## [WHAT IS BEING ASKED]
Skip the pictures. Repeat everything else in the records word for word.

## [DATA TO PROCESS]
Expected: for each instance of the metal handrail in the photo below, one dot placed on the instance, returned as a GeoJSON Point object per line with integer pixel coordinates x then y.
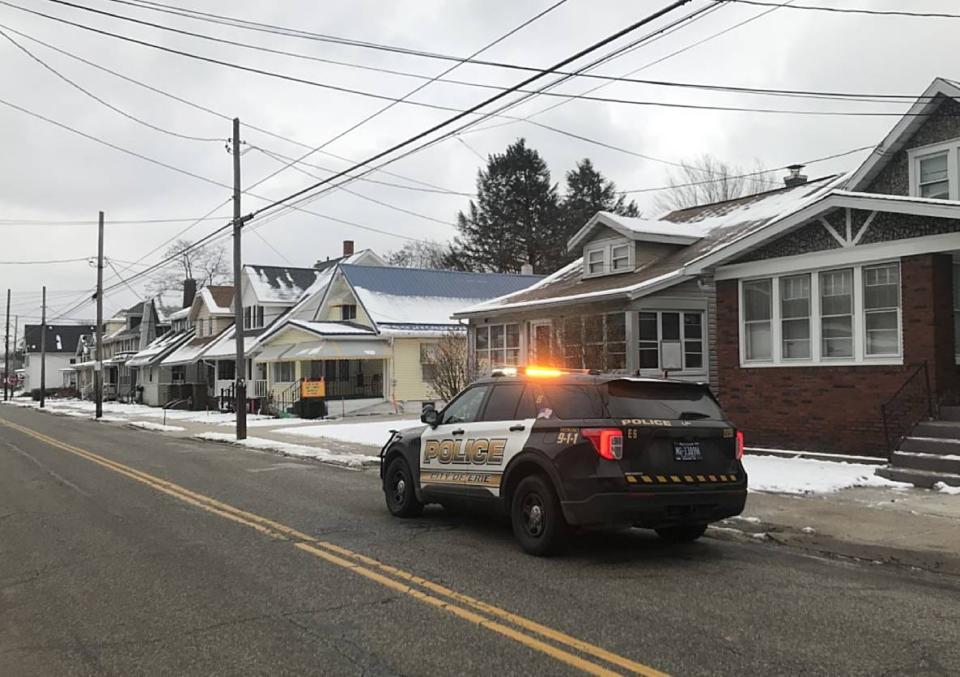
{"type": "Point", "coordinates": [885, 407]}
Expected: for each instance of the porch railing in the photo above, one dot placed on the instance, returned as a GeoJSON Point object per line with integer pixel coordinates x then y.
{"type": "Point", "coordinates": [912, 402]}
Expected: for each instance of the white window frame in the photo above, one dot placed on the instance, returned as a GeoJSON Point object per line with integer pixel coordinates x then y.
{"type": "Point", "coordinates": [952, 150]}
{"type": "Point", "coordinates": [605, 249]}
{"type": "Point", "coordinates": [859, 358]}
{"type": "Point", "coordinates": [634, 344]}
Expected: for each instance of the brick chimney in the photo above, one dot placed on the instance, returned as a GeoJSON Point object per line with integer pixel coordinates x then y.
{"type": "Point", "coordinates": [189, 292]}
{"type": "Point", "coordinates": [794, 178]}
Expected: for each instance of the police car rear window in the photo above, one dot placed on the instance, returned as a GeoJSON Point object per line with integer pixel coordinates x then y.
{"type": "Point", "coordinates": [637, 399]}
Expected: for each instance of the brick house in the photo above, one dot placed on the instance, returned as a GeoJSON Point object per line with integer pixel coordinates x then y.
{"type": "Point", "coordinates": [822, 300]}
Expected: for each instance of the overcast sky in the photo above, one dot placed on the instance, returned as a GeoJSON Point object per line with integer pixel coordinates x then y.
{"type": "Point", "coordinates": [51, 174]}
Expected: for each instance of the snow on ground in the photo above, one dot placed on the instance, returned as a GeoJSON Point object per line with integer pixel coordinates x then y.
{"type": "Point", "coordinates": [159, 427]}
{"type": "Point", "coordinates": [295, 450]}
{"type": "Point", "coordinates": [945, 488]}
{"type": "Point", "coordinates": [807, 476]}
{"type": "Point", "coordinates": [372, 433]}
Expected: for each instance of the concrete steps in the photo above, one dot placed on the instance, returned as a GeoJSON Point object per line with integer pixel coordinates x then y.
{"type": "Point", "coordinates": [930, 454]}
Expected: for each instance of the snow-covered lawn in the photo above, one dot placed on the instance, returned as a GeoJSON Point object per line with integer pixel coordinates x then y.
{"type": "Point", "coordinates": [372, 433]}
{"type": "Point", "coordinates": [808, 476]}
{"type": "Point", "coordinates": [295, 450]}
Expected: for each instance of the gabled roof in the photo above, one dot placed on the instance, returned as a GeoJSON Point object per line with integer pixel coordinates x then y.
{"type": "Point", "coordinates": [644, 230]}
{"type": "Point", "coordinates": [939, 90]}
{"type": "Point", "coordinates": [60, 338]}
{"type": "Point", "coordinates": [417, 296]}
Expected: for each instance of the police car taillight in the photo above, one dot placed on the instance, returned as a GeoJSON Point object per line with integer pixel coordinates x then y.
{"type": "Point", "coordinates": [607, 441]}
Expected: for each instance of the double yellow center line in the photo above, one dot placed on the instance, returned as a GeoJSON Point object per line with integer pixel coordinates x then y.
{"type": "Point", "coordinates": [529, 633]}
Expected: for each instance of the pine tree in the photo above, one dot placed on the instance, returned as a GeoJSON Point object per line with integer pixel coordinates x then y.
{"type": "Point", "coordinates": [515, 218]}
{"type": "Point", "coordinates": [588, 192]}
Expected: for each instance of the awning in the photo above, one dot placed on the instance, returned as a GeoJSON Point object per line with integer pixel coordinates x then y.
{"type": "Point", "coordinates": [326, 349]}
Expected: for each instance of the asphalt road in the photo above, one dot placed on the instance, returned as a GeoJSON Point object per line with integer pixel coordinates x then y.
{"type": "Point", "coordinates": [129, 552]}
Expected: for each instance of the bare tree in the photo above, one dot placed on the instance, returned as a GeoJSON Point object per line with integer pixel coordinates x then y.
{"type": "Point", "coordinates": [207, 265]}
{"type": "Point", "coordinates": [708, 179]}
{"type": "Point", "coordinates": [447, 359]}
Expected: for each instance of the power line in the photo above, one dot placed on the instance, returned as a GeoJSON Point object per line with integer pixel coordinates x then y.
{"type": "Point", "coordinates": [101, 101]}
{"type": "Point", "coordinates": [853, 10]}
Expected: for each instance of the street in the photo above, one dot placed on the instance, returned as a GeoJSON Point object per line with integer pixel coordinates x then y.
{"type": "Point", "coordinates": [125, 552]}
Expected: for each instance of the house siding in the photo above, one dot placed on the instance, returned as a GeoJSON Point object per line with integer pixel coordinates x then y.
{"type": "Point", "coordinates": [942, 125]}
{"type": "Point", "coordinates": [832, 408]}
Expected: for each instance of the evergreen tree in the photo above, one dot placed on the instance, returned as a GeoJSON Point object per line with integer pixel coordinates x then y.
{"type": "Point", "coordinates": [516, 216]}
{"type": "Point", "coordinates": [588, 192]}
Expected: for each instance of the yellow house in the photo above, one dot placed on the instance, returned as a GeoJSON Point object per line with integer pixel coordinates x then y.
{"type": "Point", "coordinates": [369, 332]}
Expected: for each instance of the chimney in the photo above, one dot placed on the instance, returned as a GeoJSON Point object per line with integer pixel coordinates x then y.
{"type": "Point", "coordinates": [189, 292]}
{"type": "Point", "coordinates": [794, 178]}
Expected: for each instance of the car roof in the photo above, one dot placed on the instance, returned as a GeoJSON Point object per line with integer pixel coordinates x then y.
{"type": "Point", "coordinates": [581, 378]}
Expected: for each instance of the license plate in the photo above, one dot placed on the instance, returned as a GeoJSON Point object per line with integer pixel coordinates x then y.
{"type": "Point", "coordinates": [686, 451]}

## [COMPLETED EXERCISE]
Expected: for each instance of the metal handrail in the photo below, one dot placed on the instance, returned as a GeoJSON Point object per line with integer pixel coordinates x then y.
{"type": "Point", "coordinates": [885, 407]}
Expected: for each instance of the porch railing in the photo above, one dot placed on the instance, returned as a GeoJSON Point object per line with integer pixel coordinates x then y.
{"type": "Point", "coordinates": [912, 402]}
Expected: for each instance of the white window frame in the photo above, one dot placed on the instance, returned as a GeoJSON Point object per line with integer pixel coordinates x then y.
{"type": "Point", "coordinates": [952, 150]}
{"type": "Point", "coordinates": [605, 249]}
{"type": "Point", "coordinates": [859, 358]}
{"type": "Point", "coordinates": [634, 344]}
Expected: for each instance of the brick chimney in the photo above, one dot placed on the instance, returned as a GeoJSON Point object per line with integer pixel coordinates x then y.
{"type": "Point", "coordinates": [189, 292]}
{"type": "Point", "coordinates": [794, 178]}
Expected: for each instance of the police car rear window in the photo above, one dot placed on the instance, returned as a GeoJSON Point object per line with integer pixel coordinates x then y.
{"type": "Point", "coordinates": [637, 399]}
Expected: for each instance of the brick house in the photo above, one dot placed on the instance, returned as a GeoJSON Point object per line with integer pixel coordinates x then y.
{"type": "Point", "coordinates": [822, 300]}
Expected: for each instance of the overcast sky in the photo above, one dot placed on the instance, returned as a GeoJSON Point object per line with integer pixel coordinates x then y.
{"type": "Point", "coordinates": [51, 174]}
Expected: for each instance of the snow on ground in the photo above, one dot placed on the instance, returned as a GeoJSON Point object per line with integer pixel coordinates x then y.
{"type": "Point", "coordinates": [159, 427]}
{"type": "Point", "coordinates": [295, 450]}
{"type": "Point", "coordinates": [945, 488]}
{"type": "Point", "coordinates": [807, 476]}
{"type": "Point", "coordinates": [372, 433]}
Expected: for each instance of the concrete steps in the photo above, one dot placed on the instance, returned as a GeoJSON Point object per line with integer pixel coordinates x then y.
{"type": "Point", "coordinates": [930, 454]}
Expected: for each instance of the snow-covered lawn in the photo above, one dot placed on the instance, returned as a GeoJSON Point object per line with integer pixel coordinates x then y.
{"type": "Point", "coordinates": [372, 433]}
{"type": "Point", "coordinates": [808, 476]}
{"type": "Point", "coordinates": [295, 450]}
Expected: for each instance of the gabled roof in the photo above, one dot placed on the instance, returned as a GeoJSON Point object per line with integer pixel coordinates x then y.
{"type": "Point", "coordinates": [644, 230]}
{"type": "Point", "coordinates": [939, 90]}
{"type": "Point", "coordinates": [60, 338]}
{"type": "Point", "coordinates": [417, 296]}
Expected: for each instance of the police car taillight in the photo above, one dot placed on the instance, returned as a GeoJSON Point object per line with integer pixel coordinates x then y.
{"type": "Point", "coordinates": [607, 441]}
Expected: for each instance of the double yellow center line in the photo above, one dot placed on the instance, returned as a GeoJSON Point object per line with integer pixel coordinates x then y.
{"type": "Point", "coordinates": [529, 633]}
Expected: for each instance of the pine tree in the photo above, one dot placed on the instance, returned as a GeoJSON Point object per line with integer pixel coordinates x then y.
{"type": "Point", "coordinates": [515, 218]}
{"type": "Point", "coordinates": [588, 192]}
Expected: for each instance of the awning in the photo above, one dot placed on the instance, returned as a GeoJSON Point object per line with integer pixel coordinates x then y.
{"type": "Point", "coordinates": [326, 349]}
Expected: for each instance of the asphalt road in the photo above, one dot placed on the instance, returned as a GeoJSON Point object per line with integer pixel coordinates x then y.
{"type": "Point", "coordinates": [129, 552]}
Expected: for each instance of the bare tree in the photo above, one dot placed on the instance, returned as a GeoJSON Point object per line with integer pixel coordinates x then y.
{"type": "Point", "coordinates": [207, 265]}
{"type": "Point", "coordinates": [708, 179]}
{"type": "Point", "coordinates": [447, 359]}
Expected: for each instance of the power line in the photo above, one dot placed on the instance, returned as a GeoJSON Point object per line with integer pixel coordinates x then y.
{"type": "Point", "coordinates": [101, 101]}
{"type": "Point", "coordinates": [853, 10]}
Expected: for each instance of the street in the photo above, one dot placed on the instance, returned as a GeoJSON Point object per line with integer pixel coordinates x then y.
{"type": "Point", "coordinates": [125, 552]}
Expected: for each instance of the house siding in the photo above, one dot placed on the instance, returned as a GeoJSON Point object per line with integer pixel coordinates x then y.
{"type": "Point", "coordinates": [942, 125]}
{"type": "Point", "coordinates": [832, 408]}
Expected: for each instance of the evergreen tree in the photo above, one dot placed on the instance, returned as a GeoJSON Point object per line with integer pixel coordinates x then y.
{"type": "Point", "coordinates": [516, 216]}
{"type": "Point", "coordinates": [588, 192]}
Expected: for each instance of the yellow house in the photo above, one dot placed on the instance, returned as a GeoJSON Point object per line with integer pixel coordinates x then y.
{"type": "Point", "coordinates": [369, 332]}
Expected: for each instance of the chimney in the photo above, one dot placed on the instance, returned as a GeoJSON Point object per line with integer pixel coordinates x then y.
{"type": "Point", "coordinates": [189, 292]}
{"type": "Point", "coordinates": [794, 178]}
Expected: for each instance of the car roof in the photo above, one dot placed on the instance, returned as a GeoJSON Point object per line with integer pixel coordinates x then y.
{"type": "Point", "coordinates": [581, 378]}
Expected: for each instance of the license plate in the photo above, one dot placed on the instance, returned as a GeoJSON Point object per line with integer pixel coordinates x then y.
{"type": "Point", "coordinates": [686, 451]}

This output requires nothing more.